Court of Appeals of Arkansas, Division III

May 23, 2018

JONATHAN SCOTT TROTTER APPELLANT
v.
STATE OF ARKANSAS APPELLEE

          APPEAL FROM THE HEMPSTEAD COUNTY CIRCUIT COURT [NO. 29CR-16-302] HONORABLE RANDY WRIGHT, JUDGE

          Anthony S. Biddle, for appellant.

          Leslie Rutledge, Att'y Gen., by: Kent Holt, Ass't Att'y Gen., for appellee.

          KENNETH S. HIXSON, Judge

         Appellant Jonathan Scott Trotter, age twenty-eight, was convicted in a jury trial of two counts of rape and two counts of second-degree sexual assault committed against a thirteen-year-old girl named R.S. For these offenses, Mr. Trotter was sentenced to thirty years in prison. Mr. Trotter now appeals, raising two arguments. First, he argues that there was insufficient evidence to support his convictions. Next, he argues that the trial court erred in denying his motion to declare Ark. Code Ann. § 5-14-102 (Repl. 2013) unconstitutional. We affirm.

         Pursuant to Ark. Code Ann. § 5-14-103(a)(3)(A), a person commits rape if he or she engages in sexual intercourse or deviate sexual activity with another person who is less than fourteen years of age. Pursuant to Ark. Code Ann. § 5-14-125(a)(3), a person commits second-degree sexual assault if the person, being eighteen years of age or older, engages in sexual contact with another person who is less than fourteen years of age.

         When an appellant challenges the sufficiency of the evidence, we review the sufficiency argument prior to a review of any alleged trial errors. Bohanan v. State, 72 Ark.App. 422, 38 S.W.3d 902 (2001). The test for determining the sufficiency of the evidence is whether the verdict is supported by substantial evidence, direct or circumstantial. Id. Substantial evidence is evidence forceful enough to compel a conclusion with reasonable certainty without resort to conjecture. Breedlove v. State, 62 Ark.App. 219, 970 S.W.2d 313 (1998). We review the evidence in the light most favorable to the State, considering only the evidence that tends to support the verdict. Morton v. State, 2011 Ark.App. 432, 384 S.W.3d 585.

         Before trial, Mr. Trotter filed a motion to declare Ark. Code Ann. § 5-14-102 unconstitutional. That statute provides, under subsection (b):

(b) When the criminality of conduct depends on a child's being below fourteen (14) years of age and the actor is twenty (20) years of age or older, it is no defense that the actor:
(1) Did not know the age of the child; or
(2) Reasonably believed the child to be fourteen (14) years of age or older.

● Required task
Transcribe the passage of the Arkansas appellate opinion above, starting at "STATE OF ARKANSAS" and ending at "Biddle, for appellant.".

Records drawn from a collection
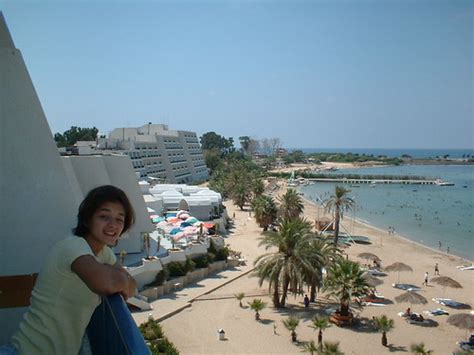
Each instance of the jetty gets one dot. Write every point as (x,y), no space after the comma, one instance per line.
(345,180)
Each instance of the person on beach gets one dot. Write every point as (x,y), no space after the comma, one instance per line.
(408,312)
(306,301)
(78,271)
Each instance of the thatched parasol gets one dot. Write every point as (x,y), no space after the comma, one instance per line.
(411,297)
(398,267)
(371,280)
(369,256)
(446,281)
(462,320)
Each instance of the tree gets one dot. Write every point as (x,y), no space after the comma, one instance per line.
(310,347)
(338,203)
(74,134)
(323,254)
(291,204)
(383,325)
(298,156)
(257,305)
(240,296)
(320,323)
(419,349)
(275,144)
(292,260)
(265,211)
(291,323)
(344,282)
(330,349)
(257,185)
(212,158)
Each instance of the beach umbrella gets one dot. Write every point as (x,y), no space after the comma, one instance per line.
(175,231)
(411,297)
(192,220)
(369,256)
(371,280)
(446,281)
(462,320)
(399,267)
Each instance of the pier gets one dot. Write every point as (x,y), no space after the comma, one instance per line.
(381,181)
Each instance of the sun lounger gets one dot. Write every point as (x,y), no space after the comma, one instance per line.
(378,304)
(406,287)
(424,323)
(451,303)
(376,272)
(467,345)
(436,312)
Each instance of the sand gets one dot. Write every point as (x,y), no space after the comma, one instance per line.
(194,329)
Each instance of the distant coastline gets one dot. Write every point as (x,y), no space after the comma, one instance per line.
(395,153)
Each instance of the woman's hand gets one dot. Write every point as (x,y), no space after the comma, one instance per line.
(104,279)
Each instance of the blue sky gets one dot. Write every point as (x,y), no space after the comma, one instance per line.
(352,74)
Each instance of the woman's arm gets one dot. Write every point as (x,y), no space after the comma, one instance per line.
(104,279)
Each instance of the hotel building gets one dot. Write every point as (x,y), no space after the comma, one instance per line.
(157,152)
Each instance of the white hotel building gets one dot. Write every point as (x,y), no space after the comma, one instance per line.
(157,152)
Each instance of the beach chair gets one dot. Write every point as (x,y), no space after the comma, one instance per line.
(436,312)
(451,303)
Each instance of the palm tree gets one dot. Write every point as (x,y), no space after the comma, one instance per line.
(419,349)
(146,244)
(291,323)
(257,186)
(240,194)
(320,323)
(383,325)
(292,260)
(310,347)
(338,203)
(265,211)
(323,254)
(344,282)
(291,205)
(330,349)
(240,296)
(257,305)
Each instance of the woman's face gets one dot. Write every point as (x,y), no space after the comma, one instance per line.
(106,225)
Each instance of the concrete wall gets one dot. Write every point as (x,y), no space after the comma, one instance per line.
(36,206)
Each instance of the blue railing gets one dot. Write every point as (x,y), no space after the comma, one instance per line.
(112,330)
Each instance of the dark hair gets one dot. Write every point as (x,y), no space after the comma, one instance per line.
(94,200)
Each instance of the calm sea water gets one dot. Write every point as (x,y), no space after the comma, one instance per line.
(394,153)
(426,214)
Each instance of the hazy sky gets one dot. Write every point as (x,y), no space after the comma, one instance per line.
(352,74)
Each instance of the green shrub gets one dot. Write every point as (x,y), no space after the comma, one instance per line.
(201,261)
(222,254)
(176,269)
(211,257)
(190,264)
(155,338)
(160,278)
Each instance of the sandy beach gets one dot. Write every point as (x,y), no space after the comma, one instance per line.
(194,329)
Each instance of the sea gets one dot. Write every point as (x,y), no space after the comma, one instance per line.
(427,214)
(394,153)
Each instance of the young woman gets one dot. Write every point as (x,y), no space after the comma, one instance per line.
(79,270)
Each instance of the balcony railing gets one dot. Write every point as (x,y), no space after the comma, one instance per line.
(112,330)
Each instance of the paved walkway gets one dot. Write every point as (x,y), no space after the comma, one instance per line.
(169,304)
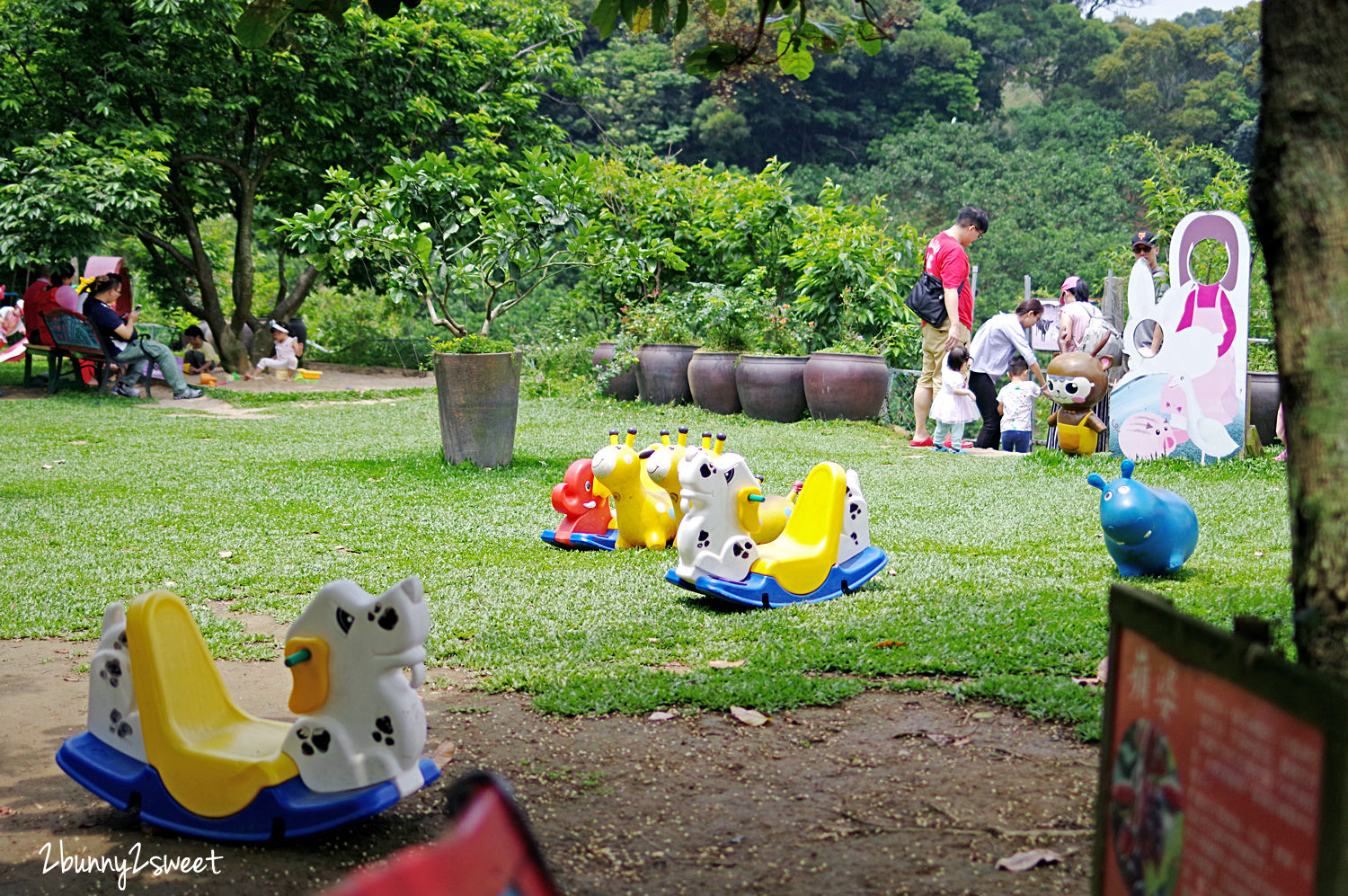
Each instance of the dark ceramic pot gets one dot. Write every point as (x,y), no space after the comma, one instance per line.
(622,387)
(662,374)
(846,387)
(771,387)
(479,401)
(711,379)
(1264,394)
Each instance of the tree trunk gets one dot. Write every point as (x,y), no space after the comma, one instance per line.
(1299,205)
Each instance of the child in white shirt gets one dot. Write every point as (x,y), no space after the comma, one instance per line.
(953,404)
(286,353)
(1015,404)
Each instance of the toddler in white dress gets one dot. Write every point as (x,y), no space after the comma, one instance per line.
(288,353)
(953,404)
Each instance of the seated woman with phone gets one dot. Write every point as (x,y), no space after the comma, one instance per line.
(129,348)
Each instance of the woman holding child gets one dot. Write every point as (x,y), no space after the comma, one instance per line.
(1000,337)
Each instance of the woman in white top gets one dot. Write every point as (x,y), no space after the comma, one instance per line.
(1000,337)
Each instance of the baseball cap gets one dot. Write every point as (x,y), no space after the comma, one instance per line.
(1145,237)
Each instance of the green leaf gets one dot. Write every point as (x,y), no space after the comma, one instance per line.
(606,18)
(422,247)
(259,21)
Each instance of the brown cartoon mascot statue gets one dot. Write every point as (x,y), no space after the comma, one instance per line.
(1076,385)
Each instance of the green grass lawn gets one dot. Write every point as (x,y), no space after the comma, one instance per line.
(997,582)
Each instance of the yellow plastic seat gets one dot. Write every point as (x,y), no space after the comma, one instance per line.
(800,559)
(212,756)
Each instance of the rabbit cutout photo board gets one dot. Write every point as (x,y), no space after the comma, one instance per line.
(1185,390)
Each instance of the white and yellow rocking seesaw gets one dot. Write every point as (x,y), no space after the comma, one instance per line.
(166,739)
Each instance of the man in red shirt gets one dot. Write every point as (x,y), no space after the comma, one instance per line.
(948,261)
(32,307)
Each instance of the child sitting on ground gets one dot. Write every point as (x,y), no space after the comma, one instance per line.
(286,358)
(201,356)
(953,404)
(1015,404)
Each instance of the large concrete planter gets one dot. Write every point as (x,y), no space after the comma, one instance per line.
(479,402)
(771,387)
(711,377)
(622,387)
(662,372)
(847,387)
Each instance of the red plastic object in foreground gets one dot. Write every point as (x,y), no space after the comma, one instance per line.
(488,853)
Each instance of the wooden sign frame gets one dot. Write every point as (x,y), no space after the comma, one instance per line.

● Answer for the task
STATE OF ARKANSAS APPELLEE

          APPEAL FROM THE HEMPSTEAD COUNTY CIRCUIT COURT [NO. 29CR-16-302] HONORABLE RANDY WRIGHT, JUDGE

          Anthony S. Biddle, for appellant.